Assignment:
Only one span of the listing below should come back. It runs from the line with "Query: parked car" through the line with "Definition first: for each instance of the white house, the", and each of its lines must be reproduced exactly.

Data shown:

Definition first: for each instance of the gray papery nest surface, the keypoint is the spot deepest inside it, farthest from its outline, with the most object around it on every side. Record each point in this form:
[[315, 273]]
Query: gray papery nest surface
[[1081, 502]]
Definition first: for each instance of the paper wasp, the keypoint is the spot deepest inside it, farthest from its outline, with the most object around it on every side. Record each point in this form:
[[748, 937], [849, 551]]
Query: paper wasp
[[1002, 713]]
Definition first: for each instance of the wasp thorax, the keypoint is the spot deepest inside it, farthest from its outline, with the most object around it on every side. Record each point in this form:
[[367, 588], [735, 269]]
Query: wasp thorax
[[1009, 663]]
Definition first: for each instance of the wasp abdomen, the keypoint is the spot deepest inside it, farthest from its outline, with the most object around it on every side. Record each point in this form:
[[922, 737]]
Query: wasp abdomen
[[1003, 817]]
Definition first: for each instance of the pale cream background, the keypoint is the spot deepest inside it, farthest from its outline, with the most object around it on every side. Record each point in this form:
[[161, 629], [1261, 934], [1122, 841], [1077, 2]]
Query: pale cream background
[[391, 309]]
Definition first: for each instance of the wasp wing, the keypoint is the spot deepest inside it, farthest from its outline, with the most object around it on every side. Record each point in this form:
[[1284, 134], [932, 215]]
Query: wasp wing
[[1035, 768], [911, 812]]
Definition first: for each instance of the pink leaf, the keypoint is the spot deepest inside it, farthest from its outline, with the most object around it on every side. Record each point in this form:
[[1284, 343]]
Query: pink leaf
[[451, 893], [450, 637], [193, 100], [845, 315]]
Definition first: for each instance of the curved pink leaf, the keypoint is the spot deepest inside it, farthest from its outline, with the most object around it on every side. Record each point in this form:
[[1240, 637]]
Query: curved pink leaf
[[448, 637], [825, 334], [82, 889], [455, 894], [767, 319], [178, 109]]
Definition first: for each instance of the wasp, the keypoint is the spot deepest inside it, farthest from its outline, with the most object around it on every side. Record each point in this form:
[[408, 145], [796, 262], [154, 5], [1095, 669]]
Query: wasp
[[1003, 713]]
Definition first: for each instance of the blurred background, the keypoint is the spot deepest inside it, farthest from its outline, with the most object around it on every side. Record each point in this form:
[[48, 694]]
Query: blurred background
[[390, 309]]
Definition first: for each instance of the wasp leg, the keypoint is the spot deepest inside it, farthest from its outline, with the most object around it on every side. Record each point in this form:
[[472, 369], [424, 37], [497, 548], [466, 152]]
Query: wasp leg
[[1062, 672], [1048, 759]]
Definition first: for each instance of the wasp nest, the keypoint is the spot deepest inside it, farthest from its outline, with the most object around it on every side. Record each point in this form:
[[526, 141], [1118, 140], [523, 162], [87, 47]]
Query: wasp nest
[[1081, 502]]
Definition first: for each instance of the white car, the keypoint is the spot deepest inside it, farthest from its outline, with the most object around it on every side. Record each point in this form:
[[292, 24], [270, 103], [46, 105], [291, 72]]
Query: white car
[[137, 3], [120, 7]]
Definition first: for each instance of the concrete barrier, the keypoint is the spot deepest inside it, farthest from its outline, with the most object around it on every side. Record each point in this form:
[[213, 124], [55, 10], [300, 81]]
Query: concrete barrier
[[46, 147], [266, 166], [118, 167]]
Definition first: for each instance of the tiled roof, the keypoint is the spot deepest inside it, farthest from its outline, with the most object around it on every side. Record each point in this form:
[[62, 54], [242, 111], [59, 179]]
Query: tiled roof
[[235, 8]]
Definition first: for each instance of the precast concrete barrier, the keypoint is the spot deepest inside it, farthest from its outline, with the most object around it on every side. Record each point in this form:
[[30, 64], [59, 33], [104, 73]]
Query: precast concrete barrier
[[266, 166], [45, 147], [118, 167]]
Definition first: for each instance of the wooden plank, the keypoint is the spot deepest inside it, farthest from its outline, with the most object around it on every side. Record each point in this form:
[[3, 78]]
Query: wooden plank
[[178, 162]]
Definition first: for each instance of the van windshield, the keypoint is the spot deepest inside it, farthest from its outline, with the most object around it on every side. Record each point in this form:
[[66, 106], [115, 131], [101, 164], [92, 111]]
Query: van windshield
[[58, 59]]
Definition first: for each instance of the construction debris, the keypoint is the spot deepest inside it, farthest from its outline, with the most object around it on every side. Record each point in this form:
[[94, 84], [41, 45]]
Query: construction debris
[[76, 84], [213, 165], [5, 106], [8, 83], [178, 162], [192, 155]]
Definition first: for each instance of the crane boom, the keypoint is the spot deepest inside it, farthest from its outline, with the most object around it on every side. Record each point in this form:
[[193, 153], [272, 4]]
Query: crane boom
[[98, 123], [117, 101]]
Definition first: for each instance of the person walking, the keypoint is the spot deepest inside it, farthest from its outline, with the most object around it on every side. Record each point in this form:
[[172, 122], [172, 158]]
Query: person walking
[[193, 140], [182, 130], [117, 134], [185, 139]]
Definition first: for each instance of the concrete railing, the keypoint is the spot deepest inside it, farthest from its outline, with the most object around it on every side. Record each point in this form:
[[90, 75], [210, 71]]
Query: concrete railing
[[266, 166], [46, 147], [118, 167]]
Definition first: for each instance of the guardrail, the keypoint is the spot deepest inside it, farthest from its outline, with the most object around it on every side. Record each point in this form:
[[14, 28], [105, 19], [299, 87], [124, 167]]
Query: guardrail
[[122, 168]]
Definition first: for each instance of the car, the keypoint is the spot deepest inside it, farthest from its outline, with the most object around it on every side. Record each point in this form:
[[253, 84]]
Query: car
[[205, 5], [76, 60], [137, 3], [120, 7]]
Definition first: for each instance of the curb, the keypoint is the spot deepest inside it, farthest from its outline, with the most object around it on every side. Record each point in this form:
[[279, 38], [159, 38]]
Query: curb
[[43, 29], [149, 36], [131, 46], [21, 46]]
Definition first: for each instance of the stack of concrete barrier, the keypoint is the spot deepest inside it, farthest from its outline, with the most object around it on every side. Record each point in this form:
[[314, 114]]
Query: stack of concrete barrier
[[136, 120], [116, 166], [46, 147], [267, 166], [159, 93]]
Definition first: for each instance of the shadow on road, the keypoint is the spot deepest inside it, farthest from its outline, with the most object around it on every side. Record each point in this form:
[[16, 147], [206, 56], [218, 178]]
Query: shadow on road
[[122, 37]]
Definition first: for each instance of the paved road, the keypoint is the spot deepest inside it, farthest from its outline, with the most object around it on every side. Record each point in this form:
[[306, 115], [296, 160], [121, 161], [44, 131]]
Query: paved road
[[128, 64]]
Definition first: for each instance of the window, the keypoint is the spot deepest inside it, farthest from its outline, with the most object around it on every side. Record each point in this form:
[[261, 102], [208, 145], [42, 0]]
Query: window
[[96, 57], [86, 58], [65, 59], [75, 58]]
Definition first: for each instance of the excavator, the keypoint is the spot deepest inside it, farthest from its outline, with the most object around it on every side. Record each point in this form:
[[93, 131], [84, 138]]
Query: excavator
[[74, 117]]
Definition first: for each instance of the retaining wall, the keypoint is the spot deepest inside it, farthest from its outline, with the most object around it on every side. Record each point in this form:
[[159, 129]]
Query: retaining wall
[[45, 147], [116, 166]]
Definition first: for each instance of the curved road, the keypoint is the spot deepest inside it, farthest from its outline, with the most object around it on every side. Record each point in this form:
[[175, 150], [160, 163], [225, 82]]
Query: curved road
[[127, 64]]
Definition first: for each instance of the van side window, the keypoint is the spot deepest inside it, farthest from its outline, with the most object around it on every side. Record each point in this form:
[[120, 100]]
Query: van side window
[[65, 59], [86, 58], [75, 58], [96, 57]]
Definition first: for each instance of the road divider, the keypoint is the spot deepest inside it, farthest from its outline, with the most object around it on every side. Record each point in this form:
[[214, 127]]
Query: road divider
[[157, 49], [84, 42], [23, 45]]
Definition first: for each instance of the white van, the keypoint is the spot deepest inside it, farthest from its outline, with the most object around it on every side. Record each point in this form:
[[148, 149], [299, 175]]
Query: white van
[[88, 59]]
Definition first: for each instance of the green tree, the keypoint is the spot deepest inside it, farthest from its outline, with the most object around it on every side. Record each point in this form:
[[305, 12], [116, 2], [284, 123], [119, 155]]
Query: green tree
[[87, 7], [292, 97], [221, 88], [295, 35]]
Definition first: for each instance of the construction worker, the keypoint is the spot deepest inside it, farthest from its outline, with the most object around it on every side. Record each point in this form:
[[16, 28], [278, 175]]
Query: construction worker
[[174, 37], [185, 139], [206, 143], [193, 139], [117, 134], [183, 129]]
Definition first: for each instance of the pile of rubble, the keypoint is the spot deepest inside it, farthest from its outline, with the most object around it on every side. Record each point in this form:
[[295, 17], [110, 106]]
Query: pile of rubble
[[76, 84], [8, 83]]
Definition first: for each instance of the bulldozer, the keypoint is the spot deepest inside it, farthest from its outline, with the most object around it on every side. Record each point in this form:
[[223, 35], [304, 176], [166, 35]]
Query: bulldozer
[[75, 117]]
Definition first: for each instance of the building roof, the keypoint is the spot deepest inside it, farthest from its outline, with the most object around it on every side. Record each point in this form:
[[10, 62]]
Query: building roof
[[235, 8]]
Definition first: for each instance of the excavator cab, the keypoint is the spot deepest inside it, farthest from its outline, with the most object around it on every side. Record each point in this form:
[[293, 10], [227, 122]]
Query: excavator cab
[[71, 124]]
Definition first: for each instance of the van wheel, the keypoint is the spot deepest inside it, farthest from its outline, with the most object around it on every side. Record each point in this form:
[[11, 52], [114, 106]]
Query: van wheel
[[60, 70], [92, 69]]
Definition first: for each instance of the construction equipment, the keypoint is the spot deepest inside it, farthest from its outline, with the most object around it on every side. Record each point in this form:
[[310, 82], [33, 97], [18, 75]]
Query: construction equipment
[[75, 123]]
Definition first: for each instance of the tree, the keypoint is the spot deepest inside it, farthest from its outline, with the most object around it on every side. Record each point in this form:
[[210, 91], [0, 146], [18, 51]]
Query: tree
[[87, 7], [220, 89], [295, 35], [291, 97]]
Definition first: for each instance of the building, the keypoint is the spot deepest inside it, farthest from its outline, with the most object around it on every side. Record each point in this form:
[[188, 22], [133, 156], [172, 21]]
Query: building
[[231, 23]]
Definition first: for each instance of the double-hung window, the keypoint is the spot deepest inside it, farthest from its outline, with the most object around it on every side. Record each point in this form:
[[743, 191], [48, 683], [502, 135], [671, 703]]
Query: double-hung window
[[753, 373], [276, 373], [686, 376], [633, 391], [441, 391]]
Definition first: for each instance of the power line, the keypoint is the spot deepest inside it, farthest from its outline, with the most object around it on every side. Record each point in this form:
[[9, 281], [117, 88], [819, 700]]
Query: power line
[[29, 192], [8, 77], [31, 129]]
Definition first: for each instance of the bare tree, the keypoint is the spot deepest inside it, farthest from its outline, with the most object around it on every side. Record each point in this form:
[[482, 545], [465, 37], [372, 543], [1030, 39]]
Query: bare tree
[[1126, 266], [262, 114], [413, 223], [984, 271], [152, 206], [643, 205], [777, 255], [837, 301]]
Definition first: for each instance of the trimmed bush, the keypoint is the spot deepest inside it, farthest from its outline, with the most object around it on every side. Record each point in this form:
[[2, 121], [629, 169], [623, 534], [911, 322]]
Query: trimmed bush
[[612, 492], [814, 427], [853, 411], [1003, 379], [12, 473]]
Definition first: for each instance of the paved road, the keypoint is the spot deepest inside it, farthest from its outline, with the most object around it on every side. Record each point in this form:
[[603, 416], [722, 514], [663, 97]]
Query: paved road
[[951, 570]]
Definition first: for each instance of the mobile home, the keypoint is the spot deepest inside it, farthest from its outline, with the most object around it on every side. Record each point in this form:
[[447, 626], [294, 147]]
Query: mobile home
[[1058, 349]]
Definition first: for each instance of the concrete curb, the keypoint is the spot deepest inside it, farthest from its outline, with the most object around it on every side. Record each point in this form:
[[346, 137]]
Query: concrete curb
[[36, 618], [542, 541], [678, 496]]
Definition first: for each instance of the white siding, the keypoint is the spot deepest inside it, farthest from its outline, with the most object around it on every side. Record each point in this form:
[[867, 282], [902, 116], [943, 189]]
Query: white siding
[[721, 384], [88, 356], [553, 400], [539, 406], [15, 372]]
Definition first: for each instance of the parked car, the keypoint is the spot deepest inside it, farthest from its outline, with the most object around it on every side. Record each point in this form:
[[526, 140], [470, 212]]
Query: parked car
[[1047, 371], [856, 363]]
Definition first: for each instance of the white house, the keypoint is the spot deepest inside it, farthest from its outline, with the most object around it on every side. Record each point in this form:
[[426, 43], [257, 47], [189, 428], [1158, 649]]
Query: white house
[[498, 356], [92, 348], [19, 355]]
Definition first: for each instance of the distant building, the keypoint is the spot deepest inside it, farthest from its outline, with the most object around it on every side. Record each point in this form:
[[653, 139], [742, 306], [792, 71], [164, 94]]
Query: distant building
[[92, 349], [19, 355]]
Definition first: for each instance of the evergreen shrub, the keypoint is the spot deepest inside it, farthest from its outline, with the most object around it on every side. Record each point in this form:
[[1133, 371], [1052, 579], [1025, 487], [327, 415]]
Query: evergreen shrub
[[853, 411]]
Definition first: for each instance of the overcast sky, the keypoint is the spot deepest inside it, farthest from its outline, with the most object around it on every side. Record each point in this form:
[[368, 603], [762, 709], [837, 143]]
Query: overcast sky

Response to the exercise:
Query: parked car
[[1047, 371], [856, 363]]
Definition first: for each instance of the white house, the keypoint is the spot deepest inside it, farthest from its outline, with the most object around it on every side. Record each point in this form:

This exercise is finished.